-- Opening Marker --

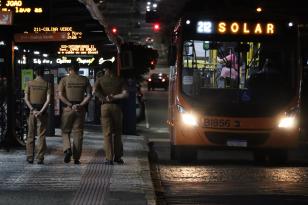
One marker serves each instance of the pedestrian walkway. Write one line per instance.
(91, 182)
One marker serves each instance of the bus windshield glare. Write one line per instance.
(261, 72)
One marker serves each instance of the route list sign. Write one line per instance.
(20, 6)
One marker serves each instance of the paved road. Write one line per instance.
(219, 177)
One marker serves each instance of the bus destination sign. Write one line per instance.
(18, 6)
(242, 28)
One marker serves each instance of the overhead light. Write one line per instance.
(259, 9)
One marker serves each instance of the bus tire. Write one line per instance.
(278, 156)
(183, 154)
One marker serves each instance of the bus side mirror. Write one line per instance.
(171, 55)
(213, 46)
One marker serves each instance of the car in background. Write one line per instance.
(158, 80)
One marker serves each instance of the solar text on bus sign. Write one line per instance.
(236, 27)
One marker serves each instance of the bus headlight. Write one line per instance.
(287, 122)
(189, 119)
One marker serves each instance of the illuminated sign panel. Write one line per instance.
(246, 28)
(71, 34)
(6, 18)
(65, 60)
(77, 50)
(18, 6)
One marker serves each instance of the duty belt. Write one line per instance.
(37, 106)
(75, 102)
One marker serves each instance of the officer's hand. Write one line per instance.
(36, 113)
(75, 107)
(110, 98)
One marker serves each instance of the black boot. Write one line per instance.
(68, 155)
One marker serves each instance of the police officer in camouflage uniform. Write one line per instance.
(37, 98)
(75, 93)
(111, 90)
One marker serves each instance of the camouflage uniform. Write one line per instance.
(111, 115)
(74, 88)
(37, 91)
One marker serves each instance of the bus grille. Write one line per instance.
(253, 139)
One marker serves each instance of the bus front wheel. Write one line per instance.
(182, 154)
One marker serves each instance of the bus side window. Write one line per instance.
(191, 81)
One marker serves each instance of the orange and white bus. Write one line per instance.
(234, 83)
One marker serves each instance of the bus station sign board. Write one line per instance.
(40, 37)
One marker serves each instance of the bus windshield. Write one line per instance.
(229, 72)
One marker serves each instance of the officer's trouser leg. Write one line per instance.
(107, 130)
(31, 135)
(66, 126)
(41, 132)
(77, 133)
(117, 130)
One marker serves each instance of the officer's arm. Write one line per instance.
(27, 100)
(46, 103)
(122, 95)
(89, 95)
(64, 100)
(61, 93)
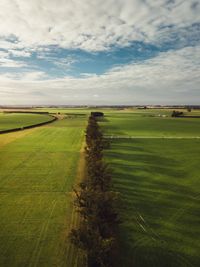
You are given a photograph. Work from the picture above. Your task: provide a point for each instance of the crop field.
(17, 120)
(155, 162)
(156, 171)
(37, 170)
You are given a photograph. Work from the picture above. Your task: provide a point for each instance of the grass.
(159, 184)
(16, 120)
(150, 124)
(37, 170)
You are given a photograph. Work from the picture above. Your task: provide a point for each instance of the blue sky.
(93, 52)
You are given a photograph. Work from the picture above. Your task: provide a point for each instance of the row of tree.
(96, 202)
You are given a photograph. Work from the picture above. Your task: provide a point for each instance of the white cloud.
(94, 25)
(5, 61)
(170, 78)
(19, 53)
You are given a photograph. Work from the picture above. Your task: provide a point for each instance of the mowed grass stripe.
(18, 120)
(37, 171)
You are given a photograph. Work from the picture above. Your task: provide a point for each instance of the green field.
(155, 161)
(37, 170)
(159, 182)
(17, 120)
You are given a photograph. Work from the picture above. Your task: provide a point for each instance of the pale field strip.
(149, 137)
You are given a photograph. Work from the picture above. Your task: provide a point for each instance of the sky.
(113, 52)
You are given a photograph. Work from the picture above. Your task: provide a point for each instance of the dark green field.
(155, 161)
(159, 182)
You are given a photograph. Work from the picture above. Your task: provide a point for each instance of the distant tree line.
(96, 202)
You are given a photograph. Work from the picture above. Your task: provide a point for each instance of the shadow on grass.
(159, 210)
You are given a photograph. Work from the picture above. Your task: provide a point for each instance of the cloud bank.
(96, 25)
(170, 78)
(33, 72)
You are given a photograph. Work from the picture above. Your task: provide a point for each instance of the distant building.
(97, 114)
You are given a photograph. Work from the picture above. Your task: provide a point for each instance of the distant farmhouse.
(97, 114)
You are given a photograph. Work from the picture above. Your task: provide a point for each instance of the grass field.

-- Closing Marker --

_EXERCISE_. Write out the data above precisely. Pictures stay out.

_ANSWER FOR THIS EXERCISE_.
One marker serves each instance of the pedestrian walkway. Write one line per instance.
(91, 182)
One marker serves each instance of the bus windshield glare. Write one line per instance.
(261, 72)
One marker serves each instance of the route list sign. Write one line per instance.
(20, 6)
One marker serves each instance of the paved road. Write one line per instance.
(219, 177)
One marker serves each instance of the bus destination sign. Write one line per instance.
(18, 6)
(242, 28)
One marker serves each instance of the overhead light. Write one line per instance.
(259, 9)
One marker serves each instance of the bus tire. Write one line per instance.
(278, 156)
(183, 154)
One marker serves each instance of the bus side mirror. Write one line per instance.
(171, 55)
(213, 46)
One marker serves each instance of the car in background. Write one line per instance.
(158, 80)
One marker serves each instance of the solar text on bus sign. Write one line per instance.
(236, 27)
One marker serves each instance of the bus headlight. Write one line per instance.
(287, 122)
(189, 119)
One marker serves each instance of the illuminated sign panel. Write one line per instance.
(246, 28)
(71, 34)
(6, 18)
(65, 60)
(77, 50)
(18, 6)
One marker serves each instance of the duty belt. Write one line per instance.
(37, 106)
(75, 102)
One marker serves each instance of the officer's hand. Write one line per instance.
(36, 113)
(75, 107)
(110, 98)
One marker serves each instance of the black boot. Write one line per instance.
(68, 155)
One marker serves each instance of the police officer in camouflage uniform. Write one line per instance.
(37, 98)
(75, 93)
(111, 90)
One marker serves each instance of the camouflage uniform. Write one line per instance.
(111, 115)
(74, 88)
(37, 91)
One marker serves each instance of the bus grille. Write one line per instance.
(253, 139)
One marker serves each instance of the bus front wheel. Write one line per instance.
(182, 154)
One marker serves each instance of the bus side window. Write one line per instance.
(191, 81)
One marker serves each instance of the orange and white bus. Write one line per instance.
(234, 83)
One marker serves each instance of the bus station sign board. Write one line per instance.
(40, 37)
One marker serves each instance of the bus windshield. Write one line per instance.
(229, 72)
One marker serves each instance of the officer's trouser leg. Write one line per instance.
(107, 130)
(31, 135)
(66, 126)
(41, 132)
(77, 133)
(117, 130)
One marker serves each instance of the officer's arm. Write one line per instance.
(27, 100)
(46, 103)
(122, 95)
(89, 95)
(64, 100)
(61, 93)
You are given a photograph. Work from the picture above. Your task: provide a point for each instance of the crop field.
(17, 120)
(155, 162)
(156, 171)
(37, 170)
You are given a photograph. Work from the picture above. Your task: provide a point for each instance of the grass.
(159, 184)
(16, 120)
(150, 124)
(37, 170)
You are given a photograph. Work from the picture above. Your task: provide a point for each instance of the blue sky.
(93, 52)
You are given a photograph. Work from the picture above. Your task: provide a point for each instance of the row of tree.
(96, 202)
You are given a photograph. Work from the picture above. Your task: provide a point for each instance of the white cloud.
(94, 25)
(5, 61)
(170, 78)
(19, 53)
You are given a photograph. Work from the picture above. Your task: provide a point for each instance of the mowed grass stripe.
(18, 120)
(37, 171)
You are given a photograph. Work from the picture above. Your task: provide a point for each instance of the green field.
(155, 161)
(37, 170)
(159, 182)
(17, 120)
You are given a photograph. Work from the picture above. Your task: provide a point for each instance of the pale field strip.
(149, 137)
You are given a photograph. Work from the picture above. Your task: provide a point for each instance of the sky.
(113, 52)
You are given a photograph. Work from the picture above. Your task: provide a point for each instance of the dark green field.
(155, 161)
(159, 182)
You are given a photograph. Work from the picture above. Your task: provide a point for each instance of the distant tree line.
(96, 202)
You are given a photograph. Work from the picture above. Your task: provide a point for each instance of the shadow on grass.
(159, 210)
You are given a photograph. Work from the picture above. Your task: provide a point for each instance of the cloud bank.
(96, 25)
(170, 78)
(33, 72)
You are given a photograph. Work from the picture above. Your task: provide a point for each instance of the distant building.
(97, 114)
You are given a photograph. Work from the picture above. Your task: provide a point for each instance of the distant farmhouse.
(97, 114)
You are given a photograph. Work from the picture above. Your task: provide a point for each instance of the grass field.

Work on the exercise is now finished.